[EXERCISE REQUIREMENTS]
Format the listing as a JSON list of strings, with one string per line and blank lines omitted.

[A block of data]
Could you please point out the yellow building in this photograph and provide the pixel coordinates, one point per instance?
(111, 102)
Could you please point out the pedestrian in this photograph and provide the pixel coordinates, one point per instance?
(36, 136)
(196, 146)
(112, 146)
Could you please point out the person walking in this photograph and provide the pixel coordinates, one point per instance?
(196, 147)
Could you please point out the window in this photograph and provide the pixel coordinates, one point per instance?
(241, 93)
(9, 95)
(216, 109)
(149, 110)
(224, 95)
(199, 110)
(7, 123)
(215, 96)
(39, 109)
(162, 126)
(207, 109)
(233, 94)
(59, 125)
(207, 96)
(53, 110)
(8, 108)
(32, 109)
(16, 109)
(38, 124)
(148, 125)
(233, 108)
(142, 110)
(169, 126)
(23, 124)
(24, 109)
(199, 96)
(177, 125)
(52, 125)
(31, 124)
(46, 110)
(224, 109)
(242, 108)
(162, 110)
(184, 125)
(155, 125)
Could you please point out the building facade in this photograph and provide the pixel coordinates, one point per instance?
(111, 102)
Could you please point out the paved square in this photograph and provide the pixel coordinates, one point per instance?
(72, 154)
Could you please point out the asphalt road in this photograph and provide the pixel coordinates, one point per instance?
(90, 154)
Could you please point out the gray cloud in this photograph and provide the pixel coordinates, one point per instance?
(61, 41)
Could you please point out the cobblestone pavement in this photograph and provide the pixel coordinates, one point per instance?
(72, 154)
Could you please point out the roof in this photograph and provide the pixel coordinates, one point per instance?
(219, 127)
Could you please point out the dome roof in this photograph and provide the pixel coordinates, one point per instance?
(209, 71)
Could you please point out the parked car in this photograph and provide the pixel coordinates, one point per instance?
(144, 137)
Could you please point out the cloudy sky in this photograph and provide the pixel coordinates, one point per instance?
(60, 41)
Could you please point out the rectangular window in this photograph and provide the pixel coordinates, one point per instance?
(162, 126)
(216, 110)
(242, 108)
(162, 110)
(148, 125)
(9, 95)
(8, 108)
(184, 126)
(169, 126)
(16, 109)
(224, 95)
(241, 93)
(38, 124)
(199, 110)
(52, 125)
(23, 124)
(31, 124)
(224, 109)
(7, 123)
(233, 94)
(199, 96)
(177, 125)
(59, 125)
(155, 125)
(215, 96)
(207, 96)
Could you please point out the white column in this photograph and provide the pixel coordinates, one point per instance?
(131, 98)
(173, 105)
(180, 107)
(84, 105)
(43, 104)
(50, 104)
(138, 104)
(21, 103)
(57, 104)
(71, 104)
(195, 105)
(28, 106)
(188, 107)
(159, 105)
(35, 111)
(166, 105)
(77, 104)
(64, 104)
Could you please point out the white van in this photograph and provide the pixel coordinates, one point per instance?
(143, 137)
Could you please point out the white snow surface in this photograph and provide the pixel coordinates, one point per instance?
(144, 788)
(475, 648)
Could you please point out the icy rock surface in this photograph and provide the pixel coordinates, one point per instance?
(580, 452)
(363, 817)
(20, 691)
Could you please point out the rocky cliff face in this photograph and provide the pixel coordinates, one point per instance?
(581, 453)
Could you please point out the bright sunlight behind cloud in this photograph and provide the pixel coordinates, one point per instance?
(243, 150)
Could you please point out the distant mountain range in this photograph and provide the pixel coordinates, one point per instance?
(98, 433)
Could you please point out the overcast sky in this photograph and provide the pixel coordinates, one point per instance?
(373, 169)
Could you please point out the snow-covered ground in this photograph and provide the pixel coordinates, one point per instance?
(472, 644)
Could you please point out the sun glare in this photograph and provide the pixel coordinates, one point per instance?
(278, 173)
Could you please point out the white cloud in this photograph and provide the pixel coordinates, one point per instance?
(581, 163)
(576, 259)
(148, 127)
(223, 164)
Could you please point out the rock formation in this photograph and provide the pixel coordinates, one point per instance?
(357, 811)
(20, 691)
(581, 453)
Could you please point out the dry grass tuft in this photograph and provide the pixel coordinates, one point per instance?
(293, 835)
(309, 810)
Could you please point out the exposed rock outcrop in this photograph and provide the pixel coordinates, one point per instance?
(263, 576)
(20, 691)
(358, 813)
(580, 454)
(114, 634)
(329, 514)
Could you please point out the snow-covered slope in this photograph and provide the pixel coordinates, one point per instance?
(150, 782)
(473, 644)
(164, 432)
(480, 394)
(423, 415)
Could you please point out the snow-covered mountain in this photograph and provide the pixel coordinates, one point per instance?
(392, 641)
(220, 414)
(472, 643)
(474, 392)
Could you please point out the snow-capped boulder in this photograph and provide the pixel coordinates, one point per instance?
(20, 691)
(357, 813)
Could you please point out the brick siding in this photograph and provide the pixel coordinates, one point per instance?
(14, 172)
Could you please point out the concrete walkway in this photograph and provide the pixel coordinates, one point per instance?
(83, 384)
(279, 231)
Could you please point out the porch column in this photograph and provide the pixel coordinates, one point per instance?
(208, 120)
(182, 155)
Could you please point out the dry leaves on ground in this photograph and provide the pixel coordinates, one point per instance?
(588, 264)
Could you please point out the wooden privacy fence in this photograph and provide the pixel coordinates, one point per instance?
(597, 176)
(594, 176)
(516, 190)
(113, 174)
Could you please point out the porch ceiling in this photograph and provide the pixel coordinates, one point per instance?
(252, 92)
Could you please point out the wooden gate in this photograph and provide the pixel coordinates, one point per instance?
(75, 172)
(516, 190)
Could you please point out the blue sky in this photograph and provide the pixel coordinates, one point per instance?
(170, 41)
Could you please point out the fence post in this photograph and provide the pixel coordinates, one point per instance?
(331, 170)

[TASK OUTPUT]
[
  "Could you please point out the yellow building in this photograph and provide the pixel coordinates, one point per instance?",
  "(111, 102)",
  "Could you please point out the pedestrian in this photograph and provide the pixel coordinates, one point per instance?",
  "(36, 136)",
  "(196, 146)",
  "(112, 146)",
  "Could you please point out the person walking in this photograph and provide the pixel coordinates, one point per instance?",
  "(196, 147)",
  "Could you please point out the window in this photograph and provide the pixel coordinates, one point per instance?",
  "(241, 93)",
  "(9, 95)",
  "(216, 109)",
  "(149, 110)",
  "(224, 95)",
  "(199, 110)",
  "(7, 123)",
  "(215, 96)",
  "(39, 109)",
  "(162, 126)",
  "(207, 109)",
  "(233, 94)",
  "(59, 125)",
  "(207, 96)",
  "(53, 110)",
  "(8, 108)",
  "(32, 109)",
  "(16, 109)",
  "(38, 124)",
  "(148, 125)",
  "(233, 108)",
  "(142, 110)",
  "(169, 126)",
  "(23, 124)",
  "(24, 109)",
  "(199, 96)",
  "(177, 125)",
  "(52, 125)",
  "(31, 124)",
  "(46, 110)",
  "(224, 109)",
  "(242, 108)",
  "(162, 110)",
  "(184, 125)",
  "(155, 125)",
  "Could you please point out the building facade in this photograph and provide the pixel coordinates, one point per instance?",
  "(111, 102)",
  "Could you please point out the paved square in this photograph and provide the pixel coordinates, one point per instance?",
  "(72, 154)",
  "Could you please point out the asphalt road in this photograph and provide the pixel coordinates, one point per instance?",
  "(90, 154)",
  "Could you please point out the gray cloud in this photograph and provide the pixel coordinates, one point per instance?",
  "(61, 41)",
  "Could you please point out the cobblestone pavement in this photograph and provide the pixel coordinates, one point per instance?",
  "(72, 154)",
  "Could you please point out the roof in this photograph and provide the pixel coordinates, one point per instance?",
  "(219, 127)",
  "Could you please point out the dome roof in this photograph and provide the pixel coordinates, one point per instance?",
  "(209, 71)",
  "Could you please point out the parked car in this photograph and provide the pixel coordinates, one point per instance?",
  "(144, 137)",
  "Could you please point out the cloudy sky in this photograph and provide the pixel coordinates, one point per instance?",
  "(60, 41)",
  "Could you please point out the rectangular window in this photograph and provide the pixel coordinates, one point per instance?",
  "(162, 126)",
  "(216, 110)",
  "(242, 108)",
  "(162, 110)",
  "(148, 125)",
  "(9, 95)",
  "(8, 108)",
  "(184, 126)",
  "(169, 126)",
  "(16, 109)",
  "(224, 95)",
  "(241, 93)",
  "(38, 124)",
  "(199, 110)",
  "(52, 125)",
  "(23, 124)",
  "(31, 124)",
  "(224, 109)",
  "(7, 123)",
  "(233, 94)",
  "(199, 96)",
  "(177, 125)",
  "(59, 125)",
  "(155, 125)",
  "(215, 96)",
  "(207, 96)",
  "Could you please point out the white column in this photograph and provide the pixel coordinates, one point per instance?",
  "(131, 98)",
  "(173, 105)",
  "(180, 107)",
  "(84, 105)",
  "(43, 104)",
  "(50, 104)",
  "(138, 104)",
  "(21, 103)",
  "(57, 104)",
  "(71, 104)",
  "(195, 105)",
  "(28, 106)",
  "(188, 107)",
  "(159, 105)",
  "(35, 111)",
  "(166, 105)",
  "(77, 104)",
  "(64, 104)",
  "Could you please point out the white van in this photograph and provide the pixel coordinates, one point per instance?",
  "(143, 137)",
  "Could you please point out the white snow surface in this photograph and provide the pixel coordinates, one point per instance?",
  "(144, 788)",
  "(475, 648)",
  "Could you please point out the icy rock surface in this photograph and provide the pixel coordinates, one point per instance?",
  "(580, 452)",
  "(363, 817)",
  "(20, 691)",
  "Could you please point out the rocky cliff face in this photograph and provide the pixel coordinates, one point per instance?",
  "(581, 453)",
  "Could you please point out the bright sunlight behind cloud in this photograph and provide the pixel coordinates, one point per instance?",
  "(243, 150)",
  "Could you please point out the distant mountain range in this photograph and provide the pixel coordinates, one point per instance?",
  "(98, 433)",
  "Could you please point out the overcast sky in this photograph and provide the pixel coordinates, one point per instance?",
  "(373, 169)",
  "Could you please point out the snow-covered ground in this photograph and provide the pixel coordinates, one point per instance?",
  "(472, 644)",
  "Could you please point out the sun glare in this photograph and provide the pixel coordinates, one point per instance?",
  "(278, 173)",
  "Could you please point out the white cloud in this photograph and provide the pixel coordinates, one point per instance?",
  "(581, 163)",
  "(576, 259)",
  "(148, 127)",
  "(223, 164)",
  "Could you please point out the rock formation in this photograph and provide the pixel coordinates, one point per instance?",
  "(357, 811)",
  "(20, 691)",
  "(581, 453)",
  "Could you please point out the dry grass tuft in this photograph and provide the pixel coordinates, one point per instance?",
  "(293, 835)",
  "(309, 810)",
  "Could you please point out the exposed rock outcrop in this photograph and provide the pixel coordinates, one point per instance?",
  "(263, 576)",
  "(20, 691)",
  "(358, 813)",
  "(580, 454)",
  "(114, 634)",
  "(329, 514)",
  "Could you please point out the snow-covered slope in this photograph and provide the pixel coordinates, one point per instance?",
  "(150, 782)",
  "(473, 644)",
  "(164, 432)",
  "(480, 394)",
  "(423, 415)",
  "Could you please point out the snow-covered mountain in this photograph and provide the pixel coordinates, one point per instance?",
  "(392, 641)",
  "(220, 414)",
  "(472, 643)",
  "(474, 392)",
  "Could you please point out the snow-capped boulder in this photograph and provide the pixel coordinates, one point per instance?",
  "(20, 691)",
  "(357, 813)",
  "Could you please point out the brick siding in this photograph and provide the pixel coordinates, one point per instance?",
  "(14, 172)",
  "Could you please point out the concrete walkway in this photograph and provide the pixel coordinates, one point per instance?",
  "(83, 384)",
  "(279, 231)",
  "Could you please point out the porch column in this photograph and provide the pixel coordinates, one point per instance?",
  "(208, 120)",
  "(182, 155)",
  "Could you please point out the dry leaves on ground in this photograph and provide the pixel coordinates, one point per instance?",
  "(588, 264)",
  "Could you please point out the wooden privacy fence in this photograph and provide the pixel coordinates, one point per instance?",
  "(597, 176)",
  "(594, 176)",
  "(516, 190)",
  "(113, 174)",
  "Could you please point out the porch ceiling in this photograph and provide the pixel coordinates, one point per instance?",
  "(252, 92)",
  "Could you please point out the wooden gate in this photograph and provide the pixel coordinates, one point per instance?",
  "(75, 172)",
  "(516, 190)",
  "Could you please point out the blue sky in this photograph and provide the pixel coordinates, one point per instance?",
  "(170, 41)",
  "Could you please point out the fence post in this photograph and provide the pixel coordinates, one point per instance?",
  "(331, 170)"
]